= EXERCISE TEXT =
____________

Blog

LLaVA: Large Language and Vision Assistant

2024-04-10

Overview

LLaVA is a large multimodal model that connects a vision encoder with a language model, aiming for general-purpose visual and language understanding. This type of model can understand and generate text, as well as analyze and interpret visual content such as images and videos. By combining these two domains, LLaVA can perform a wide range of tasks, including:

  • Image Captioning: Generating descriptive text for images.
  • Visual Question Answering (VQA): Answering questions about the content of images.
  • Multimodal Dialogues: Engaging in conversations that involve both text and images.
  • Content Moderation: Identifying and filtering inappropriate content in images and text.
  • Augmented Reality (AR) Applications: Enhancing real-world environments with interactive visual and textual information.

LLaVA leverages large-scale datasets and sophisticated deep learning architectures to achieve high accuracy and versatility in these tasks. Its ability to understand and generate both language and visual information makes it particularly useful in applications such as virtual assistants, automated content creation, and intelligent search engines.

LLaVA is open-source on GitHub. It is trained end-to-end using instruction-tuning with language-only GPT-4 generated multimodal instruction-following data. It demonstrates impressive multimodal chat abilities and achieves a significant relative score compared to GPT-4 on a synthetic multimodal instruction-following dataset.

____________

= TO DO =
Continue the LLaVA blog post, picking up right after its final sentence. The records are separate material and have no connection to the LLaVA blog post.

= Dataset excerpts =
____________

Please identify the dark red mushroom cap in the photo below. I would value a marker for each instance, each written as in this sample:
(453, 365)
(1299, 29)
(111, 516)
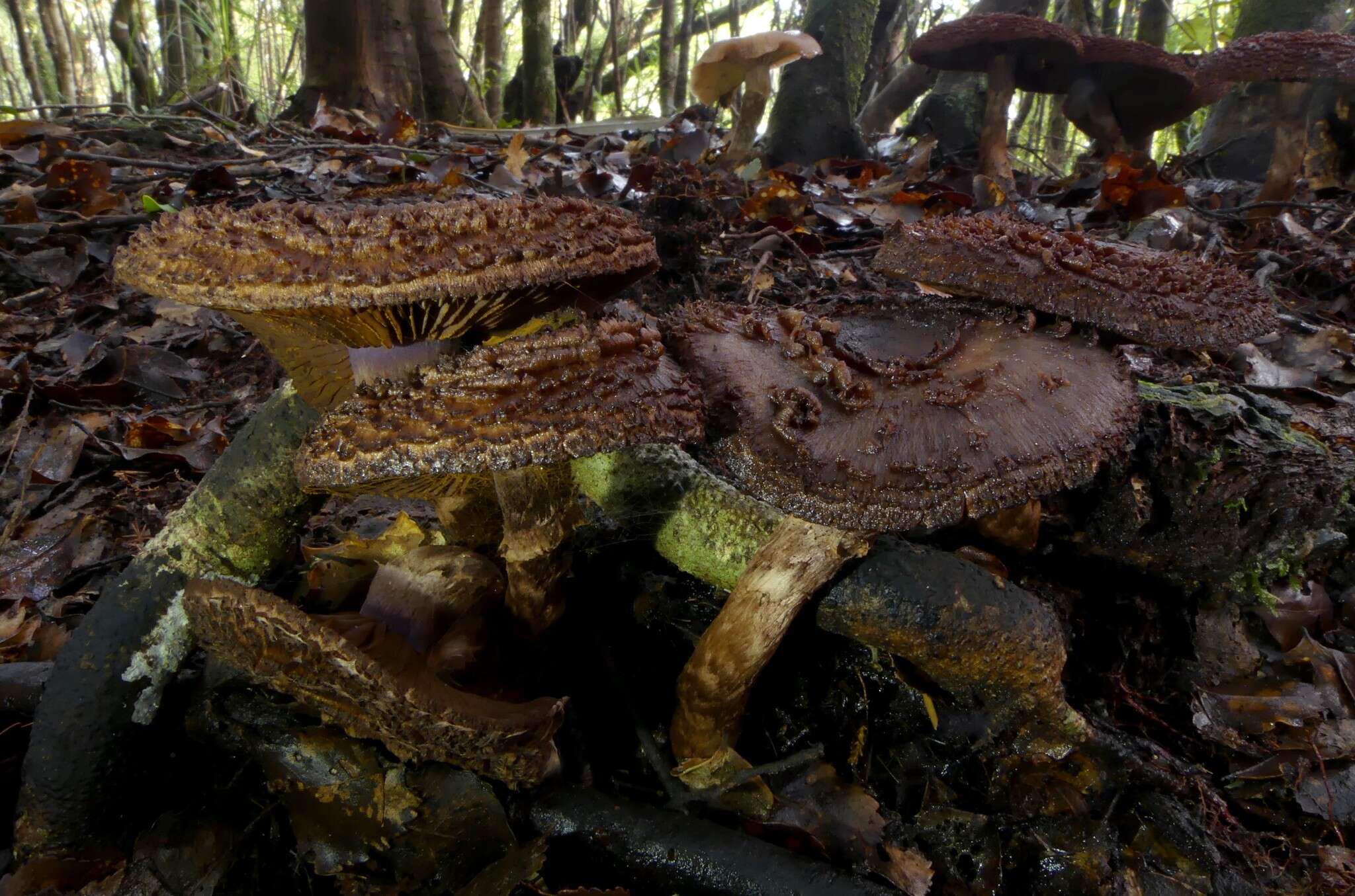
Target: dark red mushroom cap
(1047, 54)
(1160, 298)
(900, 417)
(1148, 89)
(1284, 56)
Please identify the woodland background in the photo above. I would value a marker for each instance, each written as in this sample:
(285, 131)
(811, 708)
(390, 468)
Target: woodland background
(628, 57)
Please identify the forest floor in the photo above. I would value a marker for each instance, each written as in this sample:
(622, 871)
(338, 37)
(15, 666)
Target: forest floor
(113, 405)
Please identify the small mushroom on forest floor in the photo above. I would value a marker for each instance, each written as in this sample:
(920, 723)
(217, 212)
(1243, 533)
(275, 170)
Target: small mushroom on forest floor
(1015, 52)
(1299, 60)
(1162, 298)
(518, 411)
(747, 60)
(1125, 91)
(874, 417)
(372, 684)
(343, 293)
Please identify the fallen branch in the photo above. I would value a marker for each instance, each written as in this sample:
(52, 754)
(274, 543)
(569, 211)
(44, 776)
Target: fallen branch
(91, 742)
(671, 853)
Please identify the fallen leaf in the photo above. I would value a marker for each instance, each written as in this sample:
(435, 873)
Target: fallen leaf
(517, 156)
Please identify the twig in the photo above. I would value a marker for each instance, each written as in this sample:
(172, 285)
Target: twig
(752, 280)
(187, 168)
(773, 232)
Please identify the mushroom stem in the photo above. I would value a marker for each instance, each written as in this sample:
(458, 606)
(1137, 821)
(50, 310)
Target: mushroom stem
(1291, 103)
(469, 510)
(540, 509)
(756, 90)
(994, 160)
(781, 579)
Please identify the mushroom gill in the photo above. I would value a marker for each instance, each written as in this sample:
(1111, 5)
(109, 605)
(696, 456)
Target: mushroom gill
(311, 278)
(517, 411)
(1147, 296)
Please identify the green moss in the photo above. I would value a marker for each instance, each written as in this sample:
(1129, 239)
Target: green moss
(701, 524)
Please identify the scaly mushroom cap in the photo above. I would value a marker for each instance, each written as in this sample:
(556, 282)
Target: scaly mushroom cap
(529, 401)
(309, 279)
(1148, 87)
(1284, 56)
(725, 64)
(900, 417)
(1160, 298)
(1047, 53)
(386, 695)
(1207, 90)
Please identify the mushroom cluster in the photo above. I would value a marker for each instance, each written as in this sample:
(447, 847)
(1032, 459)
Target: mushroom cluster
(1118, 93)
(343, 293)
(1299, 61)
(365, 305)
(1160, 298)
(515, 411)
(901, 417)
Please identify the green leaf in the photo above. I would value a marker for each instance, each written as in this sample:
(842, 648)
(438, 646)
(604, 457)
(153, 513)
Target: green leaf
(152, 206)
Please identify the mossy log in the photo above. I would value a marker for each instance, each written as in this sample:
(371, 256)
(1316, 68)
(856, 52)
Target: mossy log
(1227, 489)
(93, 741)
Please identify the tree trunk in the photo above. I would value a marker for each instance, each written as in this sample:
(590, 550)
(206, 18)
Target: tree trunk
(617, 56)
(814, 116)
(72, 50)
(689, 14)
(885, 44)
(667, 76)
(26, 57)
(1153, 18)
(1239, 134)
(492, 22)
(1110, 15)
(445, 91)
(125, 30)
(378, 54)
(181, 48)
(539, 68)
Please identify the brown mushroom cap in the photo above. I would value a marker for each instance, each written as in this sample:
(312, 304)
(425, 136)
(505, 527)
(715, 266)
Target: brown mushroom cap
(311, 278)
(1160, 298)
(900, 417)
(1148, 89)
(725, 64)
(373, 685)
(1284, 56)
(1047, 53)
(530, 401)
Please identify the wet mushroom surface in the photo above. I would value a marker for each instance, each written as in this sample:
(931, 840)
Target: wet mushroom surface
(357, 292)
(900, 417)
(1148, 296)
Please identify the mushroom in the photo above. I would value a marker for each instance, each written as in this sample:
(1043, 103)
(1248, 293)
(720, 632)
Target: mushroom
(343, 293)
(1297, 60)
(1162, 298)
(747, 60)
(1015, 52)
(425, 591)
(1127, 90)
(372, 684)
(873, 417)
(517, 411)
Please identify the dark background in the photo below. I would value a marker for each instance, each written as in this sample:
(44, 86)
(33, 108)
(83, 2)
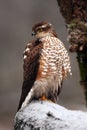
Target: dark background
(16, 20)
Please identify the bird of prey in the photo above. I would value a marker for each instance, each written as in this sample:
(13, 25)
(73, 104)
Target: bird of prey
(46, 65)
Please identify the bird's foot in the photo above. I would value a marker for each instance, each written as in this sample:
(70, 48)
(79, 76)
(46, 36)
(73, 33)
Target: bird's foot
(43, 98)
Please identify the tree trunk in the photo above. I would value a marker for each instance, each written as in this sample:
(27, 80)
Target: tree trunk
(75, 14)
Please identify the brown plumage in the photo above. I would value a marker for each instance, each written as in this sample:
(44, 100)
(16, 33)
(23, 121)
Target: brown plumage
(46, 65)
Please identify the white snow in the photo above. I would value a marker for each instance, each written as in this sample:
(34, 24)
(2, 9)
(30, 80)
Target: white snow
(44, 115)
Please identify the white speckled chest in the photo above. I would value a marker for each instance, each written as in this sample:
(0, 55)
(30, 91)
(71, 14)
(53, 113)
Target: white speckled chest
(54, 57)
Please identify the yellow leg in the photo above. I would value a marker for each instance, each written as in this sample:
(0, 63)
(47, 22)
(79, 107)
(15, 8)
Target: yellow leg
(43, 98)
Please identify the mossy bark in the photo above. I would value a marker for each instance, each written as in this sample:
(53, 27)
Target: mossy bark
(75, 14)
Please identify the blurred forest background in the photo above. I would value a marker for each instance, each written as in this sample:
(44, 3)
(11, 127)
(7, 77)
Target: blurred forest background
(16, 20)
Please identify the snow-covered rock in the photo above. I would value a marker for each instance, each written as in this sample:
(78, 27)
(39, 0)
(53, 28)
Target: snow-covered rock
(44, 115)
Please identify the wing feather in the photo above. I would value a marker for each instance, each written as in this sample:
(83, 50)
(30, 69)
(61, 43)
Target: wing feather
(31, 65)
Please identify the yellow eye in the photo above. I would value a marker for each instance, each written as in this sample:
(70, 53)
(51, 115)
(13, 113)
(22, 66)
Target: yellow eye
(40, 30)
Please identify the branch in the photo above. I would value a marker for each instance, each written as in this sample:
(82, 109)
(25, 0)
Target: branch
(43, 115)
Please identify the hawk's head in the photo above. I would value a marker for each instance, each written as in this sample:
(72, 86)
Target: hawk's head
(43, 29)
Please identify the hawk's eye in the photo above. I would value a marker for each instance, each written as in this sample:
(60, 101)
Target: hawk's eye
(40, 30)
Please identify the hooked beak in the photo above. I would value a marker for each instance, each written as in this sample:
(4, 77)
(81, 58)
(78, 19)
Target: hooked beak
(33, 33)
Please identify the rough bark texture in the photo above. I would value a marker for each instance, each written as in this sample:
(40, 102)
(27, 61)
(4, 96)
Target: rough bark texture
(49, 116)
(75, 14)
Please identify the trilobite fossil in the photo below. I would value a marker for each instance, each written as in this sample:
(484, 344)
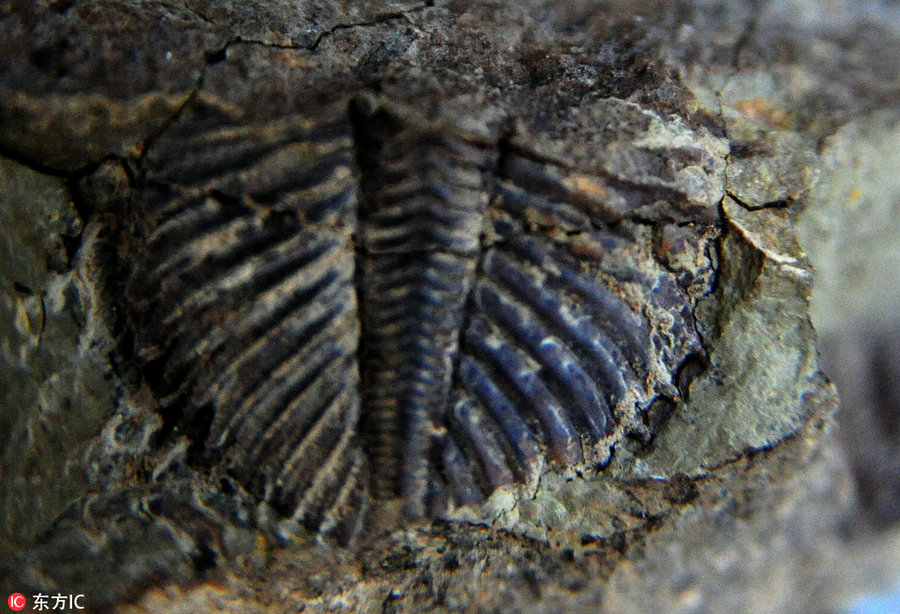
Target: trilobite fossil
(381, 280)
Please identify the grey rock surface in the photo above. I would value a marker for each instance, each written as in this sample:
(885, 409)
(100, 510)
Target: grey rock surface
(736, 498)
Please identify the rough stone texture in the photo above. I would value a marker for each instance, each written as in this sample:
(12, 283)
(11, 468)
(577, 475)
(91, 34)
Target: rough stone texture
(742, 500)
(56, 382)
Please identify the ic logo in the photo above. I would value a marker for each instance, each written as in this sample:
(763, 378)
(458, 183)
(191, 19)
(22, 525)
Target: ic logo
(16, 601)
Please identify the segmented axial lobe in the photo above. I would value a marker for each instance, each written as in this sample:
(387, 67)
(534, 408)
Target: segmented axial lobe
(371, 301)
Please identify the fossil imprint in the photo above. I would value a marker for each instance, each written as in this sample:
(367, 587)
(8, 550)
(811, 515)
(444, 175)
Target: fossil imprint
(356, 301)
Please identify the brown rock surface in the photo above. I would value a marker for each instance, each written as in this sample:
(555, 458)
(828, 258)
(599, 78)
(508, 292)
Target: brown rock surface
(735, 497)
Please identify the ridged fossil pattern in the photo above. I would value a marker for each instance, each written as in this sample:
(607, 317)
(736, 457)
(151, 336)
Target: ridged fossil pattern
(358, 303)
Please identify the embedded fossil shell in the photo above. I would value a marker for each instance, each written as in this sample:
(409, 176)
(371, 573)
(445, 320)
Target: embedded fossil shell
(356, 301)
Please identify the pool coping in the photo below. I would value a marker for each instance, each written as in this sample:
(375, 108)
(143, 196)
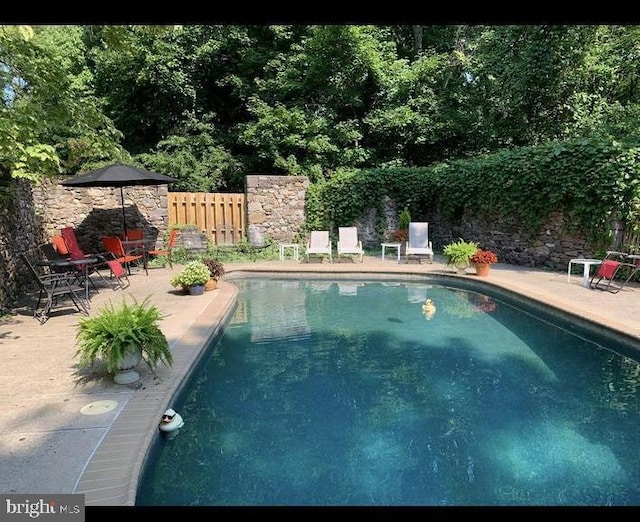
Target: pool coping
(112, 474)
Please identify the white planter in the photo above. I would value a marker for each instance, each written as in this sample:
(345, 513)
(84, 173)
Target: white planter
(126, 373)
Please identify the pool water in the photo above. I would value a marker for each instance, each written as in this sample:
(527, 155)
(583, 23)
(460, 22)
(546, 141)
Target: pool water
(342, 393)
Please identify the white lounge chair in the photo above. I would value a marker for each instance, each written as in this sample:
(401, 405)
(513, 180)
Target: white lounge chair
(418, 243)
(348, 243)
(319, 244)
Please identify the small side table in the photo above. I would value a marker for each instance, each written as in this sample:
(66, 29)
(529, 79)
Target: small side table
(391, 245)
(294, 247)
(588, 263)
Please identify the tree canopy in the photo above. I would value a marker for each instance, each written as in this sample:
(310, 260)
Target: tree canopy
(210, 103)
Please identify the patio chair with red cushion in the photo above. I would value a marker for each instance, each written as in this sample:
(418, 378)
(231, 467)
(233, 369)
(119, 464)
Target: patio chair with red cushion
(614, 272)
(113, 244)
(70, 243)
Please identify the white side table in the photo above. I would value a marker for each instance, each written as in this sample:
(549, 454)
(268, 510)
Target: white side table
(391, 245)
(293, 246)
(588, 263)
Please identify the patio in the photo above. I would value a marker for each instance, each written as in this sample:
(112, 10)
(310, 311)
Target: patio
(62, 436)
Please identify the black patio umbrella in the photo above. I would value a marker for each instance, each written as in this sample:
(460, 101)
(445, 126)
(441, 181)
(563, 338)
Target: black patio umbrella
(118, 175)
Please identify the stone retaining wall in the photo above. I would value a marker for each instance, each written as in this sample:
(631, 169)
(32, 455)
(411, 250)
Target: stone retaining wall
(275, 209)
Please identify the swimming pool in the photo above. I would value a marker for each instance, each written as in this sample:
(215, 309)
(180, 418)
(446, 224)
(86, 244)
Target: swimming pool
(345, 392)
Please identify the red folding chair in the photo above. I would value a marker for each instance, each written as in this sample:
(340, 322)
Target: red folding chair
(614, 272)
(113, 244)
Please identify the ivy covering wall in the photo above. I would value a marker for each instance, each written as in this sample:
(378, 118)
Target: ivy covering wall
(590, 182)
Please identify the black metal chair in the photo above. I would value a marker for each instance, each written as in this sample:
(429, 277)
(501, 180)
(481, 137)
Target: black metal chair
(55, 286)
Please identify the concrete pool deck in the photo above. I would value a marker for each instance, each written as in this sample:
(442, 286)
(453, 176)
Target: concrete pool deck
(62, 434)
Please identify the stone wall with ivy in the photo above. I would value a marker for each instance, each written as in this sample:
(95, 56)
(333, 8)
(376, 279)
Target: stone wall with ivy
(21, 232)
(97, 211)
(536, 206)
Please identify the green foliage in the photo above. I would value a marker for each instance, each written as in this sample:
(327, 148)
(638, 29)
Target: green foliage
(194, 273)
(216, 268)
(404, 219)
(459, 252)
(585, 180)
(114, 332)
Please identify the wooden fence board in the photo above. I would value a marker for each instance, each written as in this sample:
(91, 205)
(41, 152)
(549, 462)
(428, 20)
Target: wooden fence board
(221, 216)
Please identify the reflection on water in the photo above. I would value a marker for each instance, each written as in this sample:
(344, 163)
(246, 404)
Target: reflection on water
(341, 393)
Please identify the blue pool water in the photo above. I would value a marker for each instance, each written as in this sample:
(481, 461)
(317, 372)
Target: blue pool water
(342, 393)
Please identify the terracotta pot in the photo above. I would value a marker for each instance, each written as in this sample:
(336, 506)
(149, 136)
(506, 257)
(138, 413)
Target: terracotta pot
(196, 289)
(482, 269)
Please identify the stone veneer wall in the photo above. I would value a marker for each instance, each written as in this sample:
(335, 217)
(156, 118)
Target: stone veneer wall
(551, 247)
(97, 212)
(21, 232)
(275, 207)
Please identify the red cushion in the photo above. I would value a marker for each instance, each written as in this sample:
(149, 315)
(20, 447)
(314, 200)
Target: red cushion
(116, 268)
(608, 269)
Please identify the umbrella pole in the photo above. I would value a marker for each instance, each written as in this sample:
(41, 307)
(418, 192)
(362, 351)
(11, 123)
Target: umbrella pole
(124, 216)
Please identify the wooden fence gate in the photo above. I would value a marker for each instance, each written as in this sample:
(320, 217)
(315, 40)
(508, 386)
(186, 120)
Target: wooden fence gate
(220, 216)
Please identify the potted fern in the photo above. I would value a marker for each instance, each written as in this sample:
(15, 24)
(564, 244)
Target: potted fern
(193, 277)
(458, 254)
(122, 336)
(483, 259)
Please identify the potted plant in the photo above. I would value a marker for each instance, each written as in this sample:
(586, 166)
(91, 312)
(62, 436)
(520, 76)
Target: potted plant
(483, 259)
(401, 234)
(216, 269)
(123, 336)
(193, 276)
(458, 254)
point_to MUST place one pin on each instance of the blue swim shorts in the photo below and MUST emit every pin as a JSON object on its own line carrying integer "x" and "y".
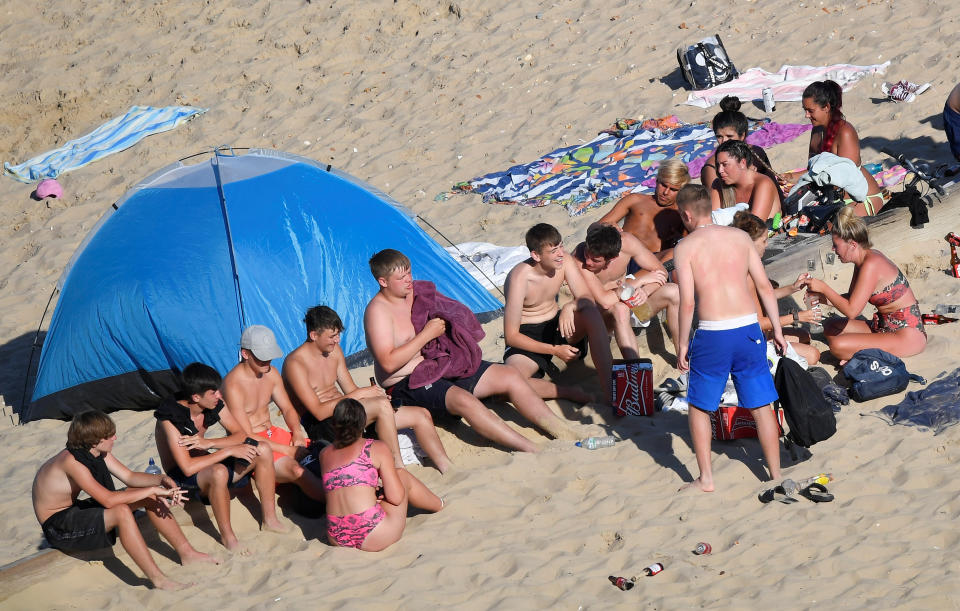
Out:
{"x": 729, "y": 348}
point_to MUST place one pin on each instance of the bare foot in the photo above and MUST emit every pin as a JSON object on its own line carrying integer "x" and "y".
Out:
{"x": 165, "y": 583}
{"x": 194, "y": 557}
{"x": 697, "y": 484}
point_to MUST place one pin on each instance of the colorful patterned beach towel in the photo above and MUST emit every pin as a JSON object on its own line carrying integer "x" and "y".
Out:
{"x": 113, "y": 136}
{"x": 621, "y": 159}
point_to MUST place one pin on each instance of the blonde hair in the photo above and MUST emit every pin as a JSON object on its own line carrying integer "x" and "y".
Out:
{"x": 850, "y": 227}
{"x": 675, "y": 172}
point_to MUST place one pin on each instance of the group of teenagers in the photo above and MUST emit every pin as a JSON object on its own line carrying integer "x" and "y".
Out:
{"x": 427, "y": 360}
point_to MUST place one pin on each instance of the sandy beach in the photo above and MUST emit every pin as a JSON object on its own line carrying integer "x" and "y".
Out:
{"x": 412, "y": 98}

____________

= OUTPUT =
Visual chat

It is very cool that we can chat about the image, as shown in the screenshow below (from https://llava.hliu.cc/).

Image Captioning

Caption an image with LLaVA is simple and easy. We can just provide an image and prompt LLaVA to caption it. Let's try it out with the llava-13b model hosted on replicate.com.

# Set the API token to environment variable, replace the placeholder with your own token
$ export REPLICATE_API_TOKEN=**********************************

# Install replicate
$ pip install replicate

Next we can run yorickvp/llava-13b using Replicate API.

import replicate

input = {
    "image": "https://replicate.delivery/pbxt/KRULC43USWlEx4ZNkXltJqvYaHpEx2uJ4IyUQPRPwYb8SzPf/view.jpg",
    "prompt": "Caption the image for my Instagram post."
}

for event in replicate.stream(
    "yorickvp/llava-13b:80537f9eead1a5bfa72d5ac6ea6414379be41d4d4f6679fd776e9535d1eb58bb",
    input=input
):
    print(event, end="")
    #=> "Yes, "

Output: "A serene scene of a dock extending out into a large lake, surrounded by a forest. The dock is empty, and the water is calm, making it a perfect spot for relaxation and reflection."